**WHAT THIS TASK INVOLVES**
Please render every line of the items below as a Markdown table with two columns, Row for the row number and Line for the line itself. Leave out blank lines.

**TASK MATERIAL**
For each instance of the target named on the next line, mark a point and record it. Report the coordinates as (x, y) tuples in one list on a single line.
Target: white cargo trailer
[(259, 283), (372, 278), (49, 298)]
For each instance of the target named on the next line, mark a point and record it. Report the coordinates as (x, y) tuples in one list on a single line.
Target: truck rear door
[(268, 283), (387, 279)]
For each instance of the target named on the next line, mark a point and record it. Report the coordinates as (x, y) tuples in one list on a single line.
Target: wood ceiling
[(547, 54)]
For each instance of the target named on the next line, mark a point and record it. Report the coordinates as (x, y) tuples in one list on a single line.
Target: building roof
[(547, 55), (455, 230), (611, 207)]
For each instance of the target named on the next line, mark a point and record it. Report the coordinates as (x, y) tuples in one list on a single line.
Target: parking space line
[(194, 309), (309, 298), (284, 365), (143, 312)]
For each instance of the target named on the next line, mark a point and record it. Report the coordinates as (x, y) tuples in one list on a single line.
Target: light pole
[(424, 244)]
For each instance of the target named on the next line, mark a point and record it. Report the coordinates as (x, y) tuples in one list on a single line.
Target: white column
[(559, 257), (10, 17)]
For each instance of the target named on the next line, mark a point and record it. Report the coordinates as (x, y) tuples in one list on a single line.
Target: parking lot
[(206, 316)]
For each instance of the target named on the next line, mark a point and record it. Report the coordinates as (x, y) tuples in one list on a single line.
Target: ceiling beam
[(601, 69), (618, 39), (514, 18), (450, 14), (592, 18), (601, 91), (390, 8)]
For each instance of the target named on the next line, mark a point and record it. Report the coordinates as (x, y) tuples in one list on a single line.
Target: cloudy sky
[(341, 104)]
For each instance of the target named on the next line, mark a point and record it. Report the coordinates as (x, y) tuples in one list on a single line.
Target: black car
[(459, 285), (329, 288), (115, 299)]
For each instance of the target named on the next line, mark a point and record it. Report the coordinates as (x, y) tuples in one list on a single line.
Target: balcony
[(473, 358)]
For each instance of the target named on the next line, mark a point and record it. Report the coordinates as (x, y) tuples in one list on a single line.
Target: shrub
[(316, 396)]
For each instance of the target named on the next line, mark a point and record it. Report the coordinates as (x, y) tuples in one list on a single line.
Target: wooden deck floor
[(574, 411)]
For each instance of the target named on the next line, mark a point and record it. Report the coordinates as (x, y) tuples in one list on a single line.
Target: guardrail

**WORKED ANSWER**
| Row | Line |
|---|---|
| 1 | For each instance of the target named on the next line, mark a point and record it. Report the coordinates as (x, y) tuples in one list on a single line. |
| 2 | Target: white cargo trailer |
| 3 | [(259, 283), (372, 278), (49, 298)] |
| 4 | For each instance of the target named on the next line, mark a point and record it. Report the coordinates as (x, y) tuples in one list on a single line. |
| 5 | Target: truck rear door |
| 6 | [(268, 283), (387, 279)] |
| 7 | For each instance of the target named on the next line, mark a point and record it. Report the coordinates as (x, y) tuples in one list on a single line. |
| 8 | Target: wood ceiling |
| 9 | [(547, 54)] |
| 10 | For each instance of the target named on the next line, mark a point and record it. Report the coordinates as (x, y) tuples in one list on a single line. |
| 11 | Target: building roof |
| 12 | [(547, 55), (455, 230), (611, 207)] |
| 13 | For each instance of the target named on the next line, mark a point and record it. Report the coordinates as (x, y) tuples in one list on a single line. |
| 14 | Target: parking space line |
| 15 | [(194, 309), (309, 298), (284, 365), (143, 312)] |
| 16 | For each instance of the target named on the next line, mark a point and record it. Report the coordinates as (x, y) tuples in one list on a single line. |
| 17 | Target: light pole |
| 18 | [(424, 244)] |
| 19 | For each instance of the target named on the next line, mark a point and record it. Report the coordinates as (x, y) tuples in one list on a single line. |
| 20 | Target: white column |
| 21 | [(559, 257), (10, 17)] |
| 22 | For each instance of the target named on the next line, mark a point and record it. Report the coordinates as (x, y) tuples in one list on a single line. |
| 23 | Target: parking lot |
| 24 | [(206, 316)] |
| 25 | For each instance of the target named on the next line, mark a point and record it. Report the coordinates as (x, y) tuples in one list on a single line. |
| 26 | Target: ceiling beam |
| 27 | [(601, 69), (618, 39), (514, 18), (450, 14), (592, 18), (601, 91), (390, 8)] |
| 28 | For each instance of the target named on the next line, mark a point and record it. Report the coordinates as (x, y) tuples in one list on a single line. |
| 29 | Target: cloudy sky |
| 30 | [(341, 104)] |
| 31 | For each instance of the target named on the next line, mark a point and record it. Report the coordinates as (x, y) tuples in one list on a single line. |
| 32 | Target: black car |
| 33 | [(459, 285), (329, 288), (115, 299)] |
| 34 | For each instance of the target named on the next line, mark a point and record it. Report the coordinates as (x, y) tuples in one list on a single line. |
| 35 | Target: balcony |
| 36 | [(473, 358)] |
| 37 | For each instance of the target named on the next line, mark a point and record it. Report the coordinates as (x, y) tuples in one list on a single line. |
| 38 | Target: shrub |
| 39 | [(316, 396)] |
| 40 | For each instance of the target named on the next line, mark a point and record it. Report the coordinates as (x, y) tuples in one list on a single line. |
| 41 | Target: wooden deck floor |
| 42 | [(574, 411)] |
| 43 | For each instance of the target named on the next line, mark a point and record it. Report the coordinates as (x, y) tuples in one list on a single line. |
| 44 | Target: guardrail |